**WRITTEN TASK 1:** Return the rows below without any change, from the line that contains "Would you be able to locate the dancer's" through the last row.

-- begin EXCERPT --

Your complacency: Some of Horn’s clients considered him a friend. But that’s what confidence men count on, because they know that the most trusting among their clients will let their guards down.

Others figured that because he worked for a big brokerage shop, there must be people looking over his shoulder. “This wasn’t just Schlepper & Schlepper,” as one client said. But if we’ve learned anything at this point, it’s that we should be more wary of people who work for large financial institutions, not less.

Horn’s marks were themselves sophisticated. Once you’ve achieved a certain station in life, it’s easy to fall into the trap of thinking that you know a thief when you see one or that you’ll recognize a crooked scheme before the crook has taken you in. But most successful people do not, in fact, know enough about the ins and outs of investing to see through fraud when it’s happening.

“I’m not here to blame the victims because it’s not their fault,” said Young, Wells Fargo’s outside lawyer at the hearing. “But it does show up on their confirmation slips, it does show up on their monthly statements, and it was never caught by any of the 16 victims.”

Horn was not legally bound to act in his clients’ best interests in this case and was only required to provide “suitable” investments. Still, according to Raschelle Burton, a Wells Fargo spokeswoman, “the clients’ needs should always come first” regardless of the level of duty required.

So that’s a good place to start with anyone who wants to manage your money. Is the person willing to sign a fiduciary oath like the one that the National Association of Personal Financial Advisors helpfully provides to assist its members, who compete against garden-variety stockbrokers?

Still, the warning signs were there. If you happen to run into an adviser prone to bragging, trading and disco parties at country clubs, check yourself to see whether you may have been just a bit too complacent.

-- end EXCERPT --
-- begin GIVEN DATA --

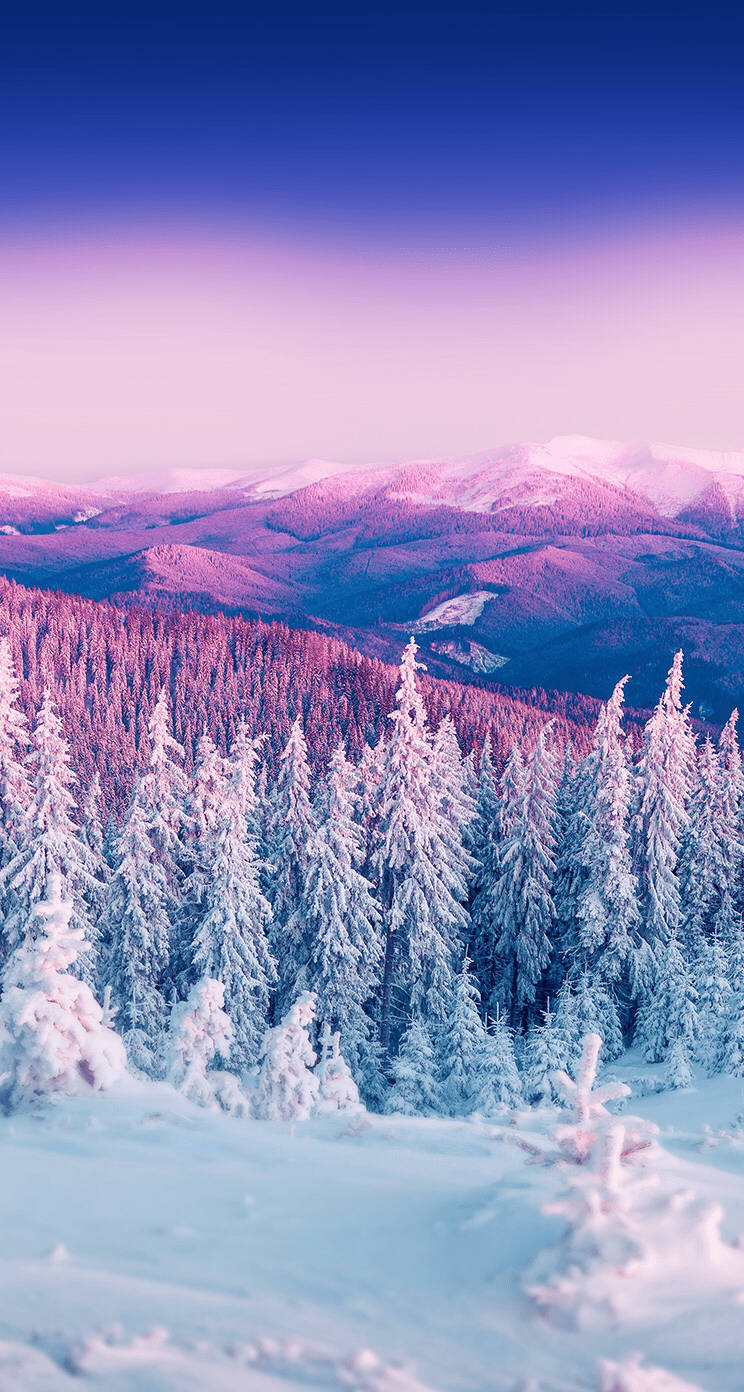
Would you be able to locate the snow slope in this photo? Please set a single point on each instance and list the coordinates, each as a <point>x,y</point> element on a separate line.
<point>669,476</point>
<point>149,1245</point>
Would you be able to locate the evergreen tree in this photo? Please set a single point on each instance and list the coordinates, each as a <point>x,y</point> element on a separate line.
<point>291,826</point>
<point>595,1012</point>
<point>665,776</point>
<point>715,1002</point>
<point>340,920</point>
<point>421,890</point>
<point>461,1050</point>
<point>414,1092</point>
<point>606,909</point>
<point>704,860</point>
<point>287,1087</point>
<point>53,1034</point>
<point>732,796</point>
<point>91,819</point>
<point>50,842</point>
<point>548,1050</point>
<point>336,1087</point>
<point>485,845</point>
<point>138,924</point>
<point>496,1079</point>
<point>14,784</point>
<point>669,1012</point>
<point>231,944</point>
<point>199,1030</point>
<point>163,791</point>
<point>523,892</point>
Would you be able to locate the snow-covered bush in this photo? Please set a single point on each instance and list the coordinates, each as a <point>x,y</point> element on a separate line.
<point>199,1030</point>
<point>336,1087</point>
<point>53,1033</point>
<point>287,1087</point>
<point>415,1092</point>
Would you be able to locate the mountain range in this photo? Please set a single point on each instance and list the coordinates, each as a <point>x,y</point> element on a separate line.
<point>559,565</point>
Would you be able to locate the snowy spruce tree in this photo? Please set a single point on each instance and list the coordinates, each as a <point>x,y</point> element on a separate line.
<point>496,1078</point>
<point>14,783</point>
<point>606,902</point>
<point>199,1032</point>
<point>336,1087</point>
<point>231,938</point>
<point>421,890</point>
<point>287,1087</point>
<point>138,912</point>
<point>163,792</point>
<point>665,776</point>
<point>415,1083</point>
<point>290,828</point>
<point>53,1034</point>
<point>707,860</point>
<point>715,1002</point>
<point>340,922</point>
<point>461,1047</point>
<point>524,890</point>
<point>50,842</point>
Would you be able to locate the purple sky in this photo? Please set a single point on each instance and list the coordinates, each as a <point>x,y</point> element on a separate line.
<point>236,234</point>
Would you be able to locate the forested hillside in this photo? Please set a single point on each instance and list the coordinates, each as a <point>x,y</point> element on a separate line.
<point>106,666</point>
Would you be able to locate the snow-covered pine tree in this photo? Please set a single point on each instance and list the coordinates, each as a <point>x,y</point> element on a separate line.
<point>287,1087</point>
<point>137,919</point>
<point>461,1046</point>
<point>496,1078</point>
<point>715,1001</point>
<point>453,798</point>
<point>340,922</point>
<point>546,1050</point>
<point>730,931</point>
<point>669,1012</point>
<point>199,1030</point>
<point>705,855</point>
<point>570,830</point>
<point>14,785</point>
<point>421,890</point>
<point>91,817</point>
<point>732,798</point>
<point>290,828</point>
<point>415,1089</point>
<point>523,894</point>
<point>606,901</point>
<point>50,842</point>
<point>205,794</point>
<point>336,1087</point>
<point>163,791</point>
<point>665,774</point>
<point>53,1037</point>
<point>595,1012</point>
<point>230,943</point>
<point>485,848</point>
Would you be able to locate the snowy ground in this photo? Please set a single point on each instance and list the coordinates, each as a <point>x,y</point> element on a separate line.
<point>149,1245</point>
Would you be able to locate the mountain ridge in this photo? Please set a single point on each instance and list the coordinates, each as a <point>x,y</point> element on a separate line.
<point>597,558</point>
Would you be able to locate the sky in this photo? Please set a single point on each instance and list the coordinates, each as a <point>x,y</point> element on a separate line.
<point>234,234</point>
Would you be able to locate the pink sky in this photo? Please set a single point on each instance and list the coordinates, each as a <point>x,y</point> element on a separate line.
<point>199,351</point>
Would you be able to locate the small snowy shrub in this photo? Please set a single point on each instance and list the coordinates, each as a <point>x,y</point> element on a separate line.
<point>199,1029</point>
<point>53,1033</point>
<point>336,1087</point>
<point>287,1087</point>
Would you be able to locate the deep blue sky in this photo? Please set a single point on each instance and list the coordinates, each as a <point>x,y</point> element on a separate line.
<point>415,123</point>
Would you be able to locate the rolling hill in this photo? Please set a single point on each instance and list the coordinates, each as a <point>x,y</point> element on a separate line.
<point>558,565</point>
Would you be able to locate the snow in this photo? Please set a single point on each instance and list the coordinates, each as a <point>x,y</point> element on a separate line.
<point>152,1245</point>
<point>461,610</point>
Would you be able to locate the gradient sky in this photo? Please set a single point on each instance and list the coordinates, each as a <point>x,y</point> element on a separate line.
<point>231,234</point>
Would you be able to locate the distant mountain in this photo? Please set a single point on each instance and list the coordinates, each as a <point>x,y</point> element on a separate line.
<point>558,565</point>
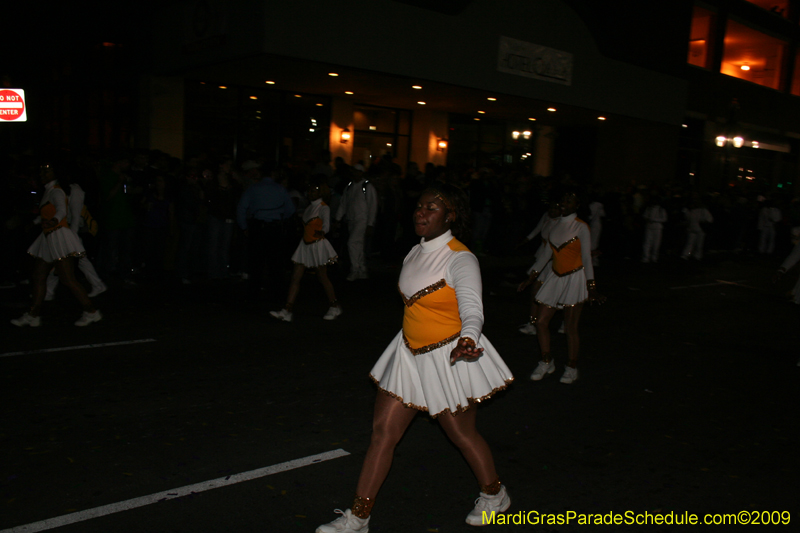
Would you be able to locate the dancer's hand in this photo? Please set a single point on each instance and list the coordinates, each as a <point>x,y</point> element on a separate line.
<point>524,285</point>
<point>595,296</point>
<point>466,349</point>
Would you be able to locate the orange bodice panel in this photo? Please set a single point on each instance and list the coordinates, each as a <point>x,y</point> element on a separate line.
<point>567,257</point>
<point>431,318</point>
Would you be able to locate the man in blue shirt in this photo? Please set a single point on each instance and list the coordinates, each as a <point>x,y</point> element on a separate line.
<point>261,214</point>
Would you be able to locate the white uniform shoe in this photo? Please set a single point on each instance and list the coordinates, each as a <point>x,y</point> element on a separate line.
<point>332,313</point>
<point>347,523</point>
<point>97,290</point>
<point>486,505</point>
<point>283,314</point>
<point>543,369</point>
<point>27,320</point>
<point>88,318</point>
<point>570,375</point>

-- end GIVEN DATA --

**WRITTEN TASK 2:** Write out the part of the excerpt on Horn's clients that opens with the words containing "Horn was not" and closes with "bit too complacent.", switching "fiduciary oath" to "fiduciary pledge".

**EXERCISE OUTPUT 1:**
Would you be able to locate the dancer's hand in this photo? Please set a single point on each instance and list the coordinates, each as a <point>x,y</point> element on a separate line.
<point>524,285</point>
<point>595,296</point>
<point>466,349</point>
Would you be able to locate the orange bodice panel in this photo? Please set a single point on each instance and list the coordinates, each as a <point>x,y</point> element on a separate line.
<point>567,257</point>
<point>431,318</point>
Would you be able to locate the man in blue shirt in this photo? Please set a single point on each instance and list the coordinates, each as a <point>x,y</point> element on a separate line.
<point>261,214</point>
Would you be able to locate the white uniform shoe in this photo? Please set a single point on each instance and list the coordinates, each as a <point>x,y</point> element on a separate line.
<point>332,313</point>
<point>347,523</point>
<point>97,290</point>
<point>486,505</point>
<point>283,314</point>
<point>543,369</point>
<point>27,320</point>
<point>88,318</point>
<point>570,375</point>

**EXERCISE OUTPUT 2:**
Horn was not legally bound to act in his clients’ best interests in this case and was only required to provide “suitable” investments. Still, according to Raschelle Burton, a Wells Fargo spokeswoman, “the clients’ needs should always come first” regardless of the level of duty required.

So that’s a good place to start with anyone who wants to manage your money. Is the person willing to sign a fiduciary pledge like the one that the National Association of Personal Financial Advisors helpfully provides to assist its members, who compete against garden-variety stockbrokers?

Still, the warning signs were there. If you happen to run into an adviser prone to bragging, trading and disco parties at country clubs, check yourself to see whether you may have been just a bit too complacent.